> [The problem] Can you reproduce the lines below, starting at the first one and stopping after the line containing "point(156, 35)", with every point's x and y coordinates scaled by 1.35? Round each scaled coordinate to a whole number (halves round up), and leave all other text in those lines unchanged.
##########
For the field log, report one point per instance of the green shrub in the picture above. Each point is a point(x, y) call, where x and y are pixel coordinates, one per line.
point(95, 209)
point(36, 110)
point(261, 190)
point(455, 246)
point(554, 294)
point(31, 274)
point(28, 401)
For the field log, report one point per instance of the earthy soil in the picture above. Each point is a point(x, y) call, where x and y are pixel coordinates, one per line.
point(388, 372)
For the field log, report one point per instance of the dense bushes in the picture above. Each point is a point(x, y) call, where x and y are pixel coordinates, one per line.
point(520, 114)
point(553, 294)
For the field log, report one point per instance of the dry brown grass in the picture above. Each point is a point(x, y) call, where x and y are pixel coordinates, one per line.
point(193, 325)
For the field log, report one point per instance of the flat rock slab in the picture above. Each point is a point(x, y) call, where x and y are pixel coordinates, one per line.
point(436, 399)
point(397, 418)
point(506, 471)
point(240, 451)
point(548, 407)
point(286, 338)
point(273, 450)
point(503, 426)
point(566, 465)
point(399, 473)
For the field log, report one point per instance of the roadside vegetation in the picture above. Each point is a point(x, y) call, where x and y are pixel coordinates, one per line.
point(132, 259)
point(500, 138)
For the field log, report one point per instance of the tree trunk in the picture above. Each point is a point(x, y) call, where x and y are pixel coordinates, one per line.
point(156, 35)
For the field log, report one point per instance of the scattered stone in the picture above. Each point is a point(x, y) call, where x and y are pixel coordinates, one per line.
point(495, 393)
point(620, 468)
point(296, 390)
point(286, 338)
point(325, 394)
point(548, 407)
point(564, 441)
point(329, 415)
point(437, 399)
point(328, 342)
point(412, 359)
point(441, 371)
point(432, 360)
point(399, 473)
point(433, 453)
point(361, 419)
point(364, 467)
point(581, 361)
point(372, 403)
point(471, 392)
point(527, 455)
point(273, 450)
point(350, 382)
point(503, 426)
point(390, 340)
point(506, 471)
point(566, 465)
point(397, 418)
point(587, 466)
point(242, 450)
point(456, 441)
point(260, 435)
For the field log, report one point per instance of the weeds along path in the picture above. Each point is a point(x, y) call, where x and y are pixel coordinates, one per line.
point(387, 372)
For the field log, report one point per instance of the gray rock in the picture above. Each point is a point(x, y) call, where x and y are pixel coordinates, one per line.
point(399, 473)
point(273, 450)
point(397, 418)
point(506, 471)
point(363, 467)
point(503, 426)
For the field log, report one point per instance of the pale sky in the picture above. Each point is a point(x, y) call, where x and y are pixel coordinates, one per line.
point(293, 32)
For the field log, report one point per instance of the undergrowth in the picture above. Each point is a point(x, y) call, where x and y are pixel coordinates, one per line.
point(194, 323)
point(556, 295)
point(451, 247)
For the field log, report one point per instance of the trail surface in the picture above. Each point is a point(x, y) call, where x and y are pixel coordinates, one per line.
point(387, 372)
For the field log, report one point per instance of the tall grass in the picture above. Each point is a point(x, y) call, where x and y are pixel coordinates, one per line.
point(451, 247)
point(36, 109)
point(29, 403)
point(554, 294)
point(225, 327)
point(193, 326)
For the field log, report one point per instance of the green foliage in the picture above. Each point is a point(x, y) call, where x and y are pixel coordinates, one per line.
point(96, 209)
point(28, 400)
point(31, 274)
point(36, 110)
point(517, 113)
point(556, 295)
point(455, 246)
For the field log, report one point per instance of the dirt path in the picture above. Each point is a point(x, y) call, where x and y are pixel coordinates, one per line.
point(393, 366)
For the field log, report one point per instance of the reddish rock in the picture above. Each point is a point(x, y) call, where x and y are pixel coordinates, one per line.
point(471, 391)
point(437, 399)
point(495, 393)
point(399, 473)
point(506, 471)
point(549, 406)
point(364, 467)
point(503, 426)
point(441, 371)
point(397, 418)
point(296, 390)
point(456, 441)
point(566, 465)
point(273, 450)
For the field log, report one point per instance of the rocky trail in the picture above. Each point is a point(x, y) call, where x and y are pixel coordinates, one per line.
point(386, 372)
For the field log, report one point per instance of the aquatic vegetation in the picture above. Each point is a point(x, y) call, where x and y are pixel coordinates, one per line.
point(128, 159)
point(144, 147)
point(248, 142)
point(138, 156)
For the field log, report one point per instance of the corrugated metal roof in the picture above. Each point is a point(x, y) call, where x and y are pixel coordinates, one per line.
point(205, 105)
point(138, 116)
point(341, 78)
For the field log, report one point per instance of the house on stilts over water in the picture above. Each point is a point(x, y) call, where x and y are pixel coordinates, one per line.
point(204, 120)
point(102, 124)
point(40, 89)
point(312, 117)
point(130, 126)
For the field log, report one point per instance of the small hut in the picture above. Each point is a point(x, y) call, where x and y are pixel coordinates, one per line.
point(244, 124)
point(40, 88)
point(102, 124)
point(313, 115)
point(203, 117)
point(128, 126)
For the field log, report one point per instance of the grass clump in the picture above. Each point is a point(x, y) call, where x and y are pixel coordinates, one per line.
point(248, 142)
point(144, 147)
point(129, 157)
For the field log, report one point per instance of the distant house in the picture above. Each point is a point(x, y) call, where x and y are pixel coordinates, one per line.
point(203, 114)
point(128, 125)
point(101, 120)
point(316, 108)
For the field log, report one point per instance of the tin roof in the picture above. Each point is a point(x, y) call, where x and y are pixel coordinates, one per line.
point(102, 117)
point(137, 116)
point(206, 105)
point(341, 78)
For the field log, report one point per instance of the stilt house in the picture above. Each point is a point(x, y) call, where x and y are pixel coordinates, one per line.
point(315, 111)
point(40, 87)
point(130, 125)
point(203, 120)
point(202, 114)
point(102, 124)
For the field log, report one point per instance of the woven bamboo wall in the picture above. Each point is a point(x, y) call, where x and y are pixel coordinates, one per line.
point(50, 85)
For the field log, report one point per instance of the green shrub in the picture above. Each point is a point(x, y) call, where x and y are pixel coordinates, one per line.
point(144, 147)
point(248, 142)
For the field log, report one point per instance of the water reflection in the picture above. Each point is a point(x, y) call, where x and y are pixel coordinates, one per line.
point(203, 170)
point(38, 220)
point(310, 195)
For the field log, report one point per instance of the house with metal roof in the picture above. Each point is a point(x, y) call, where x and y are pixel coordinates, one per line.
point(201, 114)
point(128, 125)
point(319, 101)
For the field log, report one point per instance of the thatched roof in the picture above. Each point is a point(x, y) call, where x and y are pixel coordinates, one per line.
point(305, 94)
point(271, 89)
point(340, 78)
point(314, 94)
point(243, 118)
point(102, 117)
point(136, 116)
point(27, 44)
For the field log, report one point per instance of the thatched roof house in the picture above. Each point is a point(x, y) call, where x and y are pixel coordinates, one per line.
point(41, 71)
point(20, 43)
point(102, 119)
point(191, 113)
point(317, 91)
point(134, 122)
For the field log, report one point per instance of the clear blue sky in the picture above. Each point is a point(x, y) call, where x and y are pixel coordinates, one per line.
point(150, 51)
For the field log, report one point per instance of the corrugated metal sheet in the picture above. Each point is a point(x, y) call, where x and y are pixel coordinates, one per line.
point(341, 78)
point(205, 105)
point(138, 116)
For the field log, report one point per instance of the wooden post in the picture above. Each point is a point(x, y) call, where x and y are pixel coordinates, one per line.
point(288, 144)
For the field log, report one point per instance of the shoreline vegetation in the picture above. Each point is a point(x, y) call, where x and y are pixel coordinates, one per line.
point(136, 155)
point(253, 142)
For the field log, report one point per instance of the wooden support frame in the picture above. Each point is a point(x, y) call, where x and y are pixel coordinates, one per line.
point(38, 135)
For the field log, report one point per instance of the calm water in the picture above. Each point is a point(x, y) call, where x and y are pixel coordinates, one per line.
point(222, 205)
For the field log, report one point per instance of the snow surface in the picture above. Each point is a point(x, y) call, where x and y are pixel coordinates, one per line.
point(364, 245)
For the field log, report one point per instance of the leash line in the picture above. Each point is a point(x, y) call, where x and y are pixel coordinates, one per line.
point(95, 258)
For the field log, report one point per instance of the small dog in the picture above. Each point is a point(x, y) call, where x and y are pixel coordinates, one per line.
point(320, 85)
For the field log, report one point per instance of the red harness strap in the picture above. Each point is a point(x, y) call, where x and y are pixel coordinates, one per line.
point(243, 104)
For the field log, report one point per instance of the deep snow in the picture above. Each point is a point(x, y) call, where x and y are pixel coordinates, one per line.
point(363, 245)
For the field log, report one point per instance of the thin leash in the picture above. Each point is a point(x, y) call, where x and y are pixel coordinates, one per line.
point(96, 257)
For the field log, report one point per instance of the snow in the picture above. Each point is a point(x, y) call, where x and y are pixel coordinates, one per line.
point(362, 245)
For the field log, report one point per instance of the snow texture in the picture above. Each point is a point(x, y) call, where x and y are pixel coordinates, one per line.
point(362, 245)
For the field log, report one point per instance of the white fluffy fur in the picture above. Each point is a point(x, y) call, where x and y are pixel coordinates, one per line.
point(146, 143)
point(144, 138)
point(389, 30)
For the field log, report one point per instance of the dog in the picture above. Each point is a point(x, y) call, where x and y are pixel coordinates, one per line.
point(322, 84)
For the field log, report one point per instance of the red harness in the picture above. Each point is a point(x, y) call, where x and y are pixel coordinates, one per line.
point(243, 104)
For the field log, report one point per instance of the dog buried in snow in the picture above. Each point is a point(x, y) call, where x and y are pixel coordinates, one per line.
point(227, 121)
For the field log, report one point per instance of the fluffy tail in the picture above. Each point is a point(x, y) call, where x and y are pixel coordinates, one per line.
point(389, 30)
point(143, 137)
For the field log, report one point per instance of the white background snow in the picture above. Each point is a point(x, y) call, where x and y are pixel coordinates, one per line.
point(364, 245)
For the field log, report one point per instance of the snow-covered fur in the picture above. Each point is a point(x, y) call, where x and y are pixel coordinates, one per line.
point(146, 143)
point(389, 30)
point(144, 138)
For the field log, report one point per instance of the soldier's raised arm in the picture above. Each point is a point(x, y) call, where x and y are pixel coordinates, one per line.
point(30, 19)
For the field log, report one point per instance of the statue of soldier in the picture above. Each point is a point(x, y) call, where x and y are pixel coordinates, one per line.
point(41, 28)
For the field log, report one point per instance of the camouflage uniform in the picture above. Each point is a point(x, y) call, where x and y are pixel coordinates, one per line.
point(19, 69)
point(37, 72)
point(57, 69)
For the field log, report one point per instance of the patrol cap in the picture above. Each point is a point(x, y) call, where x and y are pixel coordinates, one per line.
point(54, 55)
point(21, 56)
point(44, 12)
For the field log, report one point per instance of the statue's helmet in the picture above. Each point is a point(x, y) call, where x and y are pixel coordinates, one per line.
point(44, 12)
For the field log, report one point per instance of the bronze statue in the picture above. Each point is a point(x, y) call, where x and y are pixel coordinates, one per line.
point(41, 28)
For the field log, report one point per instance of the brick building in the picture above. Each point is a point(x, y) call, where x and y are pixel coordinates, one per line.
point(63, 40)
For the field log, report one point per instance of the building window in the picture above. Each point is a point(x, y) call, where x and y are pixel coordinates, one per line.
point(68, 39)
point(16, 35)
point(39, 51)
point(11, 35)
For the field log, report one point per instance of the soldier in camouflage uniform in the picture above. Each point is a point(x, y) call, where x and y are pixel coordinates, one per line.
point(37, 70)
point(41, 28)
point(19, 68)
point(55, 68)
##########
> [Completed task]
For the field log, report one point per instance of the green shrub in the picture above. Each point is a point(x, y) call, where x and y are pixel coordinates, one per line.
point(128, 282)
point(49, 149)
point(352, 257)
point(614, 332)
point(748, 397)
point(42, 370)
point(38, 541)
For the field log, report one point per instance of the earthy soil in the picture above. Each point is a point(x, y) call, where x and y are pixel coordinates, one per line.
point(524, 502)
For the field log, report one point per instance of the dense bushes in the picture above. Each point is a point(x, y) call, where x and y are pixel coordinates, one per line.
point(702, 154)
point(747, 397)
For the field log, report one point per instance of the dry brown grass in the picture above. Each point is a point(x, y) call, where x and y are pixel coordinates, one per line.
point(261, 439)
For the field log, report one point per instance of the flat rock slab in the picture above. Each point is a point(x, y) call, where x and y are pixel coordinates, one per line.
point(589, 539)
point(536, 564)
point(683, 636)
point(324, 609)
point(740, 549)
point(386, 456)
point(369, 608)
point(679, 575)
point(764, 628)
point(539, 639)
For the field log, report one point per instance of the roadside vegetation in the picture above. Each point is a point(x, y) call, where x and y are pixel coordinates, one per line.
point(178, 350)
point(675, 186)
For the field log, report one point per instance of the tree trunk in the picture above. Each point is a point(x, y) call, where x and y are pixel coordinates, one per line.
point(211, 47)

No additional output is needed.